# Problems to solve
[a] Write out everything in the hospitality essay from "There’s an interplay" down to "with Watermelon Pizza.", word for word.
[b] In the hospitality essay, condense the paragraph beginning "One of the meals we tend to like a lot" into two shorter sentences that keep its main facts.

# Text under study
This is already starting to sound like something far afield of the formal education and training I paid (and still pay) for to prepare me for Christian ministry.  It also is far afield of my experience with worship where the meal is reduced to a crumb of cracker and a thimble of grape juice – hardly a meal – and where it is closed off from the guests, the strangers, I am supposed to invite.

Okay… so… Watermelon Pizza.

We sometimes, in this house, find ourselves short one or two ingredients for this or that dish we intend to prepare for the next meal.  Sometimes we find substitutes and “make do” with what we have.  Sometimes we just get a little playful and make strange messes.  I recall one time when we cooked rice, all steamy and fluffy, and then added it to the cake mix to see how it would be eating a “rice cake.”  (Don’t try it.  Take my word for it.)

What can I say?  It was fun trying it.  But in the end, it was basically just a mess that no one wanted to eat.  I have made several cakes that didn’t really get eaten that way.  But that’s another story.

One of the meals we tend to like a lot, and one we get creative with frequently, is homemade pizza.  They used to have a pizza joint in Abilene when I was in school there that made a specialty pizza that was just not like anywhere else I ever found.  The place is gone now, but their house pizza was legendary, and so they opened a couple joints in Dallas too.

I have no idea why the place closed up.  It was always packed when I was living there.  So sad to see it gone.  And sometimes I try to experiment and approximate their pizza.  I have never perfected it.  I don’t know what their secret was, but I have tried some weird ideas in my pursuit of pizza happiness.

But it dawns on me that I would never, never, never top a pizza with watermelon.  I wouldn’t use peanut butter either.  In fact, I wouldn’t use Lucky Charms either (though Ranch Style Beans is surprisingly not too bad!)

I know, because I could plainly see most of the toppings on that Crystal’s Pizza, what they topped it with.  However, the recipe for the crust and/or the particular season salts they used still escape me.  But… but can you imagine putting watermelon on your pizza?

Yeah.  That would be a mess.  Wouldn’t come close to Crystal’s.  It would destroy any effort at pizza, I think.

This is why I am talking about hospitality so much.  The way we do church and ministry is just not really like what Jesus sends his disciples out to do, not like he himself does, not like we find all through the Bible.  St. Paul establishes churches all over the empire, and it’s not merely incidental, I think, that they meet in people’s homes.  They are “house churches” as we would call them today.

There is something deeply redemptive about hospitality, but we seem to prefer training preachers and pastors to be good speakers, leaders, and well versed in fundraisers.  We prefer a grand cathedral to a humble, hospitable domicile.  We prefer the “mall of god” to Aunt Bea’s kitchen table.

Jesus goes ahead to prepare us a room.  He is preparing a room for his disciples who bring the gospel with them to the world, who are prepared to bring the gospel because they TAKE NOTHING WITH THEM.  They come needy, expecting to stay.  The church is told to host strangers, because in so doing they will host God and his angels.

There’s an interplay there.  A mystery of salvation, the same salvation that saved Lot from hellfire and saved Rehab when the walls came down.  There’s a vulnerability elicited there between strangers as a guest learns to trust the host who will feed and lodge them and as the host learns to trust a guest to be gracious in receiving hospitality – also watching for God to be revealed in them!

Funny thing: When we engage in authentic, risky hospitality, strangers (even if they don’t speak the same language) know something about the roles they undertake vis-a-vis one another, and they honor the vulnerability eliciting more and deeper welcome into each other’s lives.

You don’t get this with Watermelon Pizza.

Hmmm… and yet there is still loads of room in this for a bit of playful experimentation.

# Extracted data

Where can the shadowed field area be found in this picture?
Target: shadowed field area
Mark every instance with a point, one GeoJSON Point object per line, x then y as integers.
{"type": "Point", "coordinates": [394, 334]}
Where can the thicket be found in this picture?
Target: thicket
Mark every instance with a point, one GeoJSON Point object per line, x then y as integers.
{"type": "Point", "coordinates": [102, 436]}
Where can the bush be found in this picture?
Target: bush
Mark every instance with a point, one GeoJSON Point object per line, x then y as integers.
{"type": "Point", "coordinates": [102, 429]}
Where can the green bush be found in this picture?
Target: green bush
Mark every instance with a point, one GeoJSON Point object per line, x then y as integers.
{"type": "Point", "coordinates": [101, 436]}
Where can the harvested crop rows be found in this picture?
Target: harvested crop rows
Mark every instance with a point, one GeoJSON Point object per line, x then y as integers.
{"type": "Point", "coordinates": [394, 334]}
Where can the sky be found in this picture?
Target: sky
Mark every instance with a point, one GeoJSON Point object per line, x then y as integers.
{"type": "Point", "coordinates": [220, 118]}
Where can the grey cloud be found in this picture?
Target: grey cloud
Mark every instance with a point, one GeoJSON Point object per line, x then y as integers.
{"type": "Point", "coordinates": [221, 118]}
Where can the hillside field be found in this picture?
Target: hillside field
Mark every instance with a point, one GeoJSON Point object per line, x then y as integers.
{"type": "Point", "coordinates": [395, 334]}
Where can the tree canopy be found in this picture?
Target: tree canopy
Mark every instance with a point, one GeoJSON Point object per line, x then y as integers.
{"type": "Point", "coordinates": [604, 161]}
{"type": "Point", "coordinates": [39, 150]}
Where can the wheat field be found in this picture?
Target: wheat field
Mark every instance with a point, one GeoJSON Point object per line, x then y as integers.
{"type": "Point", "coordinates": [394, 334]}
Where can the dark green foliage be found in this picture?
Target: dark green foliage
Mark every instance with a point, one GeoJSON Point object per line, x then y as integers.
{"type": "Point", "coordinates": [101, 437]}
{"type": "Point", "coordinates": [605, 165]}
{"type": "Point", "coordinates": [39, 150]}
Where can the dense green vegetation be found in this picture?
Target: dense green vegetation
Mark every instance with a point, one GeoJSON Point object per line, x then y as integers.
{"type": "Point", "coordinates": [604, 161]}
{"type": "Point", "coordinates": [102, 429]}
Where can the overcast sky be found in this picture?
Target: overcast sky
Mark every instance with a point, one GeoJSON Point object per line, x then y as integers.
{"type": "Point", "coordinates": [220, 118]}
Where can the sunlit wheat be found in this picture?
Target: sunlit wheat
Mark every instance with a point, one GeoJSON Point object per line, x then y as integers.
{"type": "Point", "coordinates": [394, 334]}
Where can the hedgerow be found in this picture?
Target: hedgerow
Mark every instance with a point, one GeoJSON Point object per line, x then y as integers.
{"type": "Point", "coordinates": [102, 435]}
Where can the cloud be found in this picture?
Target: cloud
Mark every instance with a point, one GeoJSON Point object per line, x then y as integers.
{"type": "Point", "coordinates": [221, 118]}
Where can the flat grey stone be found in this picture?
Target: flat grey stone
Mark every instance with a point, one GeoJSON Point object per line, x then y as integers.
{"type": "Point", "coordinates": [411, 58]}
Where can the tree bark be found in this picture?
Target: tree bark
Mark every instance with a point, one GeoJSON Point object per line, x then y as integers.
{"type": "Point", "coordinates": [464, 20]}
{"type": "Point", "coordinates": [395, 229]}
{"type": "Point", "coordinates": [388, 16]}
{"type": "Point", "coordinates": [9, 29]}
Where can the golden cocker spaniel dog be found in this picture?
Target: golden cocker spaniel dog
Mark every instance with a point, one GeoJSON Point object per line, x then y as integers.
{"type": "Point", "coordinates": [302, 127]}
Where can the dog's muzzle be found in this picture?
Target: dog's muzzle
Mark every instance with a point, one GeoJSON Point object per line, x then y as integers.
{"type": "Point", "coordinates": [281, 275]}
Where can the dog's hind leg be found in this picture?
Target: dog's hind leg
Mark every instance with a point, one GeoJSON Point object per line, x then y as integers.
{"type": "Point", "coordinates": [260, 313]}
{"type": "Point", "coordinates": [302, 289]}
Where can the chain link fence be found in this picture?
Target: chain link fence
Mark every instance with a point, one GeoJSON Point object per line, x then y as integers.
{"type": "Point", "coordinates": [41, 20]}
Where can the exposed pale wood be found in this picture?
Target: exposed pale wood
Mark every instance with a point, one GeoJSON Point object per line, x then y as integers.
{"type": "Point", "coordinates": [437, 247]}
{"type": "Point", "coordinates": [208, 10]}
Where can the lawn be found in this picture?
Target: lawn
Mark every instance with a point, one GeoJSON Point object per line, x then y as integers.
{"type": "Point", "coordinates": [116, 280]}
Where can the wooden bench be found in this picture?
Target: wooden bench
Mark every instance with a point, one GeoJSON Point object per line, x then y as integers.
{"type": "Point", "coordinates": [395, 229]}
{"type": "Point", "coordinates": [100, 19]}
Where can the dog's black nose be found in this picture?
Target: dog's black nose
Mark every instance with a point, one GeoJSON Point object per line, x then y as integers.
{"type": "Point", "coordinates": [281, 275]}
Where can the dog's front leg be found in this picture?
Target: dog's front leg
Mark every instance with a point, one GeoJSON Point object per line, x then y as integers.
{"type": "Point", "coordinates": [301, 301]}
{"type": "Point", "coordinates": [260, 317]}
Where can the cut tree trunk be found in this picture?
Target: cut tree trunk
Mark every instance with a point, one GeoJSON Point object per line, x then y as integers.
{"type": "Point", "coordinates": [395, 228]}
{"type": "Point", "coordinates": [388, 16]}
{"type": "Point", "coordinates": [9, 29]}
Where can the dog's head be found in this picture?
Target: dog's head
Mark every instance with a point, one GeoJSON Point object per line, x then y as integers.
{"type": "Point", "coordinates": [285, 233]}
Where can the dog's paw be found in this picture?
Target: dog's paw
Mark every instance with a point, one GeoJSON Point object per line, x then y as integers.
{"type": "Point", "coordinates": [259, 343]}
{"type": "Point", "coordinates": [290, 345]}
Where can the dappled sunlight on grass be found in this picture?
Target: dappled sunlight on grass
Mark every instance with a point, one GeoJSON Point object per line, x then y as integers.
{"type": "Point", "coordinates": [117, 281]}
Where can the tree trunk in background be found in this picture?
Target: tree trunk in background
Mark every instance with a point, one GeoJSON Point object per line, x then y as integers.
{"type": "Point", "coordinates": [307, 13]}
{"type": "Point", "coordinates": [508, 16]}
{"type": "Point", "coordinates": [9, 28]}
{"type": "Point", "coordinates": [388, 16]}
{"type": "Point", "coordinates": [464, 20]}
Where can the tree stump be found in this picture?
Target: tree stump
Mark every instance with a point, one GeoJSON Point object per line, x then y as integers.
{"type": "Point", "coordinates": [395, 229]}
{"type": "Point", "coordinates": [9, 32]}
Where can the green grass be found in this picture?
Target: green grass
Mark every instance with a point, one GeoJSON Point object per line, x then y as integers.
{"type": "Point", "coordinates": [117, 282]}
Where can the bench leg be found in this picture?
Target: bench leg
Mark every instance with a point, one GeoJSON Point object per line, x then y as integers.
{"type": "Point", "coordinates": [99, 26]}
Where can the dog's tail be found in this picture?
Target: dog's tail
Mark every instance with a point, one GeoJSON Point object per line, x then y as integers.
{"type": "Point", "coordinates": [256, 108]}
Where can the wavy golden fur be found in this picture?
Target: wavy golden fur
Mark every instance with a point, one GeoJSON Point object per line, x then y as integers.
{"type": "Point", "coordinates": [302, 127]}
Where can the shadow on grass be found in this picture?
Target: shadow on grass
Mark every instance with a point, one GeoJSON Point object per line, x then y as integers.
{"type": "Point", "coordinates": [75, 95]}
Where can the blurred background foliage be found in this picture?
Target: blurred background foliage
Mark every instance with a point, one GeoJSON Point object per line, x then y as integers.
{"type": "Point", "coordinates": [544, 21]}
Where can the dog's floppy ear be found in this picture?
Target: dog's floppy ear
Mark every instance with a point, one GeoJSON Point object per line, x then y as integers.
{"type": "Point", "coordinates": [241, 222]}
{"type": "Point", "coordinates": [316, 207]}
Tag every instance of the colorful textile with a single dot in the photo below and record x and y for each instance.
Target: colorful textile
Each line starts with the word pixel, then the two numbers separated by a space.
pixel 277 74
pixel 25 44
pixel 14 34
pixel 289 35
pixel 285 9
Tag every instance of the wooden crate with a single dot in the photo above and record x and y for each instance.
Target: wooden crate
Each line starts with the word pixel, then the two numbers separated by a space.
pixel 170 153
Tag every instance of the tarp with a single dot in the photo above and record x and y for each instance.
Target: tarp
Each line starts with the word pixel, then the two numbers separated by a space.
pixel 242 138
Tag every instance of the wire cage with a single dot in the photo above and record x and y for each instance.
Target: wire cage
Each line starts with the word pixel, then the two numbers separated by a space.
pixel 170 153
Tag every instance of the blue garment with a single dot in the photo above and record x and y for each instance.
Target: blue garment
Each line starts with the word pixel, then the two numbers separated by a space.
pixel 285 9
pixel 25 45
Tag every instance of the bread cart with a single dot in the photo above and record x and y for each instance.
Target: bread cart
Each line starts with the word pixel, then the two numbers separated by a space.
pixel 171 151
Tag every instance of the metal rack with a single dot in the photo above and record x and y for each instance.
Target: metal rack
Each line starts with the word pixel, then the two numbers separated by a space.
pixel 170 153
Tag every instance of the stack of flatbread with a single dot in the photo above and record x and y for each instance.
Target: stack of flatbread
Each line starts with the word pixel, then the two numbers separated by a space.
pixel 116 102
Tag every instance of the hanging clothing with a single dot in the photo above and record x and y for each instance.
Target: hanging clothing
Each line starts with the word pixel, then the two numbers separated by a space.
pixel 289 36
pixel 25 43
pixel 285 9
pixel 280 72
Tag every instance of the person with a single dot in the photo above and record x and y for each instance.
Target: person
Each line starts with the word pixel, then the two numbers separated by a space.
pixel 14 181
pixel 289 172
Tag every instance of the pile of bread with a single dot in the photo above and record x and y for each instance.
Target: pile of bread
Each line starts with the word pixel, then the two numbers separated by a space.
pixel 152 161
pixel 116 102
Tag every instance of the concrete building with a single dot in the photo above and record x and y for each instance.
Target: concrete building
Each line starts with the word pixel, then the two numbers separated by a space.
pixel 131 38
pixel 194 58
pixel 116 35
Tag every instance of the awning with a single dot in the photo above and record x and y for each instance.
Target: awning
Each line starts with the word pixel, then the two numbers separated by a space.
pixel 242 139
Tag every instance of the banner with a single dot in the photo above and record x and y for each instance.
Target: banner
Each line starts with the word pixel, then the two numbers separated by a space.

# Responses in order
[a]
There’s an interplay there.  A mystery of salvation, the same salvation that saved Lot from hellfire and saved Rehab when the walls came down.  There’s a vulnerability elicited there between strangers as a guest learns to trust the host who will feed and lodge them and as the host learns to trust a guest to be gracious in receiving hospitality – also watching for God to be revealed in them!

Funny thing: When we engage in authentic, risky hospitality, strangers (even if they don’t speak the same language) know something about the roles they undertake vis-a-vis one another, and they honor the vulnerability eliciting more and deeper welcome into each other’s lives.

You don’t get this with Watermelon Pizza.

[b] Homemade pizza is a favorite meal in the household and one they often get creative with. A pizza joint in Abilene, from the writer's school days there, made a one-of-a-kind specialty pizza; it is gone now, but its legendary house pizza led to a couple of locations in Dallas too.